▶ **To do**
For every line in the entries that contains "water", show the whole line.

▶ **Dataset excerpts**
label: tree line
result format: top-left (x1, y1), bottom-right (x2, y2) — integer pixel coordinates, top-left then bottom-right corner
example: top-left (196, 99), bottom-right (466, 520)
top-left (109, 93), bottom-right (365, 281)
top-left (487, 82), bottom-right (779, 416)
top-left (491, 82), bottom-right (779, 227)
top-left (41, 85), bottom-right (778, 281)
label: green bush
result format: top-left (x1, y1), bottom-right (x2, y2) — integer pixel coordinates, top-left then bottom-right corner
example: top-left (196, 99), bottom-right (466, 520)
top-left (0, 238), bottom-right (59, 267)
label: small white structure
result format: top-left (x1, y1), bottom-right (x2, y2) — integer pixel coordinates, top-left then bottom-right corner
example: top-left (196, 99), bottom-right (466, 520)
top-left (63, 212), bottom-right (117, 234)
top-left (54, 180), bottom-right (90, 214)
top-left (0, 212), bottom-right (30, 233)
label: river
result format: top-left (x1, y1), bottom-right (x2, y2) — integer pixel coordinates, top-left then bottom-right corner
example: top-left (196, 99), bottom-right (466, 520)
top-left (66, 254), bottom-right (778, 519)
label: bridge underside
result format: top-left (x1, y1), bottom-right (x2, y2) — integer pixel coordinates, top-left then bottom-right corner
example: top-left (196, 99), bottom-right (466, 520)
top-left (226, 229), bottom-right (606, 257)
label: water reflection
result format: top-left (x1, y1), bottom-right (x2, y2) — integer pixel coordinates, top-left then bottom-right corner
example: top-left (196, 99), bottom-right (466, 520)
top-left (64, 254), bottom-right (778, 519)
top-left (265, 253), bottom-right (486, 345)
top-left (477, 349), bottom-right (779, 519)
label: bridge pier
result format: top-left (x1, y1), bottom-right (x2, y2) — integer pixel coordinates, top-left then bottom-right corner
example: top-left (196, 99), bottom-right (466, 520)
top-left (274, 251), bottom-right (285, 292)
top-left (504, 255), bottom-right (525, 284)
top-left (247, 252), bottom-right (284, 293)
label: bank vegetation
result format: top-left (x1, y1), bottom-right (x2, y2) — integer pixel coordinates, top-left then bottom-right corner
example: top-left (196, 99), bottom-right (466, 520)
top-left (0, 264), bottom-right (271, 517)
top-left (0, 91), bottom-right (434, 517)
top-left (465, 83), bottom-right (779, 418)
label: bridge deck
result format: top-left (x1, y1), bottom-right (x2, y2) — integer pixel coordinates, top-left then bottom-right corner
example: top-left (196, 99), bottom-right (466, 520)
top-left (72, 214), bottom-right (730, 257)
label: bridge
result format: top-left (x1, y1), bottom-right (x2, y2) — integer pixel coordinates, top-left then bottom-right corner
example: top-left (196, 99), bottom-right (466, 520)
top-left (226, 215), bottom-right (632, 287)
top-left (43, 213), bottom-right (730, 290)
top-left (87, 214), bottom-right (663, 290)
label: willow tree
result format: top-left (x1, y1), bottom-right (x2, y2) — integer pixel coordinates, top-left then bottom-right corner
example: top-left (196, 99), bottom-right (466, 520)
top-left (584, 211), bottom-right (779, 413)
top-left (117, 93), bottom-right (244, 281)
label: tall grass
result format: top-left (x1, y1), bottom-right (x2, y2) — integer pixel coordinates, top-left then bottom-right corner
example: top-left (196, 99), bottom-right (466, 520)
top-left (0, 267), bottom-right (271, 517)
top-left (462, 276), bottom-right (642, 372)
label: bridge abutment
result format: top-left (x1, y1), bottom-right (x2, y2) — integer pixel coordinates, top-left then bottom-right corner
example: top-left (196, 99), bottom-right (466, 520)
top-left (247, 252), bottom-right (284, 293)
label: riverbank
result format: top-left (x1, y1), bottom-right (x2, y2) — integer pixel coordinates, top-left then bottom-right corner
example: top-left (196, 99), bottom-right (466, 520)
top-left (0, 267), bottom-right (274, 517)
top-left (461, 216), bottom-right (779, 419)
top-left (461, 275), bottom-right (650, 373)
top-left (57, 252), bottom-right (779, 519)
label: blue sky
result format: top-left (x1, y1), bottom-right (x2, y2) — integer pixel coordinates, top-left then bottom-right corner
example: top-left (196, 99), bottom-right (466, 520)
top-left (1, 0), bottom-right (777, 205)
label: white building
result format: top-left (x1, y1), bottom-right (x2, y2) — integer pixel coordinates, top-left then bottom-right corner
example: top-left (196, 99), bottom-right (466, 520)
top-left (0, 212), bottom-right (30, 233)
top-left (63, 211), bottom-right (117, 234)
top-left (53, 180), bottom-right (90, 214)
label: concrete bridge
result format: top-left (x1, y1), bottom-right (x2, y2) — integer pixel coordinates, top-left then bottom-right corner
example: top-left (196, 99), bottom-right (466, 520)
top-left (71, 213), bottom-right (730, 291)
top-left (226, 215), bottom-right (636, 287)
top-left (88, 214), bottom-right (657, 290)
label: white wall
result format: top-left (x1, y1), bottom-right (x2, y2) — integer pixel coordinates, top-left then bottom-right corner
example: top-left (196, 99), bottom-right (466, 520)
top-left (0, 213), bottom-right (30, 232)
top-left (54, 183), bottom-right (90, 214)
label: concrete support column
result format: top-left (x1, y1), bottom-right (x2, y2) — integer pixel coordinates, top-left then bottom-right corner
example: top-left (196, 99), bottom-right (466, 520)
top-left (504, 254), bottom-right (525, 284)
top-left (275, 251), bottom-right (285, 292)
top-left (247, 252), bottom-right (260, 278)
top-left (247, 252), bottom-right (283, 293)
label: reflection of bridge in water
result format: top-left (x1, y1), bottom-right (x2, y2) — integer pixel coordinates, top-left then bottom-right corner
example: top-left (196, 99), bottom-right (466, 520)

▶ **Solution for this task**
label: water reflection
label: reflection of bridge in water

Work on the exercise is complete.